Des livreurs Uber Eats ou Deliveroo sous-louent leur compte à des sans-papiers. Une pratique illégale mais répandue.
Il est midi. Bientôt l’heure de sustenter les ventres affamés de milliers de Parisiens. Amadou, appuyé sur son vélo, casque vissé sur la tête, cube isotherme au sol, patiente devant un McDonald’s avec une dizaine de livreurs. Les yeux rivés sur son smartphone, il attend une vibration, synonyme de commande. Ce Guinéen écume les rues de la capitale depuis trois mois, « pour manger et ne pas dormir dans la rue. Je préfère être exploité plutôt que mendier ou voler, quitte à violer la loi », lance l’homme de 29 ans, débarqué en France il y a six mois. Amadou fait partie de ces travailleurs vulnérables arrivés discrètement dans le monde des plateformes de livraison de repas à domicile : les sans-papiers. Des cyclistes non déclarés et sous-payés. Une nouvelle forme de travail au noir qui prospère dans plusieurs grandes villes, comme Paris ou Nantes.
Pédaler pour Uber Eats, Deliveroo, Stuart ou Glovo nécessite un statut d’autoentrepreneur et des papiers d’identité en règle. Impossible pour une personne en situation irrégulière de jouer les coursiers. Mais des autoentrepreneurs peu scrupuleux ont flairé la bonne affaire : ils sous-louent les identifiants de leurs comptes à des étrangers qui effectuent les livraisons à leur place. En contrepartie, ils prélèvent jusqu’à 50 % de leurs gains. « La logique est qu’un exploité exploite un encore plus faible », résume Amadou, qui reverse un tiers de son gagne-pain à son loueur. De ces pérégrinations, aucun sans-papiers ne retire de gros bénéfices. Amadou pédale pour environ 150 euros hebdomadaires. Il récupère l’argent toutes les semaines, toujours en liquide.
Une organisation quasi mafieuse
Sac Stuart sur le dos depuis un an, Koffi patiente sur un trottoir à quelques rues de là. Un livreur en scooter, flanqué d’une veste Uber Eats, s’arrête à sa hauteur, lui tend plusieurs billets et repart. La transaction n’a duré que quelques secondes. Koffi vient-il de récupérer sa paie ? Avec son vélo trop petit et sans vitesses, cet Ivoirien d’une trentaine d’années prétend être propriétaire de son compte. En concédant cependant ne pas avoir de papiers français... Dans l’Est parisien, c’est une équipée de coursiers en scooter Uber Eats qui a élu domicile. Tous viennent du Bangladesh. Dans un anglais hésitant, l’un d’eux affirme verser 25 % de sa paie pour louer un compte. Un de ses collègues affirme : « Tout le monde a ses papiers, ici ! On connaît des gens qui le font, mais pas nous ! »

* EXTRAITS DU LISTING
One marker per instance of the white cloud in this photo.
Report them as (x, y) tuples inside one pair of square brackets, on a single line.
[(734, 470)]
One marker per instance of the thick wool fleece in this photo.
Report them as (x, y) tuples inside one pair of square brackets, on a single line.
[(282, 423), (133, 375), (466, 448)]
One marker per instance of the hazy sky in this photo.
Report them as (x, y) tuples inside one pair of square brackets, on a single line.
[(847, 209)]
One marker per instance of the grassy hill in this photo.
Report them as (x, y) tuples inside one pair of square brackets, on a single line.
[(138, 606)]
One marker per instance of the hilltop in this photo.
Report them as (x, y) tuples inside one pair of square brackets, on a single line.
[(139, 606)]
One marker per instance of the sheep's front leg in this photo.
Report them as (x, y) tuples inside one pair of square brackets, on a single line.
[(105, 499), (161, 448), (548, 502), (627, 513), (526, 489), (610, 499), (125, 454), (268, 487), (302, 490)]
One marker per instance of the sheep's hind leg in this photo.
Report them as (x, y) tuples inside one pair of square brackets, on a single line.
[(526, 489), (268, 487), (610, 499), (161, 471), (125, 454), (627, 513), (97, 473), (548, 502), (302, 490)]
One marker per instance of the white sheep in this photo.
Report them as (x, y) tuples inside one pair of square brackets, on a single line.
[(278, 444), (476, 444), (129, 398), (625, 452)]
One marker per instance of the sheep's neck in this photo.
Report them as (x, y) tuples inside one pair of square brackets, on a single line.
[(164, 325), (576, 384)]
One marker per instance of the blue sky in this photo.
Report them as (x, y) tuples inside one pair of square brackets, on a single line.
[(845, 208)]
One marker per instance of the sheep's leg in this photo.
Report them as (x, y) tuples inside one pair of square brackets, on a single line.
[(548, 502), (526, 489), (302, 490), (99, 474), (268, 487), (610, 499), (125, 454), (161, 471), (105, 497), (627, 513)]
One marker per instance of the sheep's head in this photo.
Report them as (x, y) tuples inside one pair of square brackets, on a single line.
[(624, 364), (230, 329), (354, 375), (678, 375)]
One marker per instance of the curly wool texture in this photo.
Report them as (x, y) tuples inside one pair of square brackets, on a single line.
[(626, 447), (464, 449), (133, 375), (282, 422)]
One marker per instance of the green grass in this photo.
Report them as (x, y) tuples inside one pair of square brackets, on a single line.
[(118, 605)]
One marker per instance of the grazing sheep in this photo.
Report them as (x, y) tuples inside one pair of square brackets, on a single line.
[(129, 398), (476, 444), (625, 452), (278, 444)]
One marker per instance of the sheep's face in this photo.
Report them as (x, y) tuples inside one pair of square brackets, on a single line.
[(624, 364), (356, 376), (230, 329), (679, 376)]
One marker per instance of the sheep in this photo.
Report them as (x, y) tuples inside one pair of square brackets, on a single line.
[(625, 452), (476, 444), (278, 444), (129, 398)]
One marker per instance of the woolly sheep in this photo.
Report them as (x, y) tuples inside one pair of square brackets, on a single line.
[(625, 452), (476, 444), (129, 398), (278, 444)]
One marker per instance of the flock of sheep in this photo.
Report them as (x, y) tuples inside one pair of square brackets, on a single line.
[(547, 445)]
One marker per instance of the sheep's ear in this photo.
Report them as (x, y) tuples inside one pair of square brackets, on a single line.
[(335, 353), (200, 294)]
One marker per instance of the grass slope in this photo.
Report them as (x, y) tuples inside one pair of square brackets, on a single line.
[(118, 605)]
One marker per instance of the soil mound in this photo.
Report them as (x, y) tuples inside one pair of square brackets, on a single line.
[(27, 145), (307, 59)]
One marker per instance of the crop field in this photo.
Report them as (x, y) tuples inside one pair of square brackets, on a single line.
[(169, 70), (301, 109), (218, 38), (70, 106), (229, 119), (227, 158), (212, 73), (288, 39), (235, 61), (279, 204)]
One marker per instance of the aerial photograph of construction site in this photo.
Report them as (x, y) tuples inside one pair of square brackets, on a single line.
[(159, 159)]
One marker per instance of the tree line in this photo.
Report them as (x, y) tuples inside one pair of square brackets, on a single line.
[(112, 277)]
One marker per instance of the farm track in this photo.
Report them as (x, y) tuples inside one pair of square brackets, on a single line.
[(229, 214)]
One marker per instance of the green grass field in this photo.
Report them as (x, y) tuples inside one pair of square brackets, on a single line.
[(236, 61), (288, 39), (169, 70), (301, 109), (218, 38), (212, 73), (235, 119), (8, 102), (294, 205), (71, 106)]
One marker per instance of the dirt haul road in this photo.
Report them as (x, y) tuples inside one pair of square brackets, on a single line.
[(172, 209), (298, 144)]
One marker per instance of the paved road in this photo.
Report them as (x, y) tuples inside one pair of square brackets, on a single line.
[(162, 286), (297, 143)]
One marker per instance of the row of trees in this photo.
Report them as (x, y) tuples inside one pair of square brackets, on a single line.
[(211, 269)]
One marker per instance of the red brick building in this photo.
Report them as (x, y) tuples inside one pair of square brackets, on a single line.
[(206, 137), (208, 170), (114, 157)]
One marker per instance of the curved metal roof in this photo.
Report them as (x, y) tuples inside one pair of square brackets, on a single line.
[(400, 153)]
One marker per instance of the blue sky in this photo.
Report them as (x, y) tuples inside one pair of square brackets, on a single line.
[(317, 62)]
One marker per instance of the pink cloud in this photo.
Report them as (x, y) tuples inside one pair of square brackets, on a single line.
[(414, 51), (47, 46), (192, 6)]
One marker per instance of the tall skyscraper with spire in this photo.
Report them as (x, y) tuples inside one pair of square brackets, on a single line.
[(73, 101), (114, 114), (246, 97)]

* CONSIGNE
D'après l'article sur les livreurs sans papiers, quelle part de son gagne-pain Amadou reverse-t-il à son loueur ?

* RÉPONSE RÉDIGÉE
Un tiers.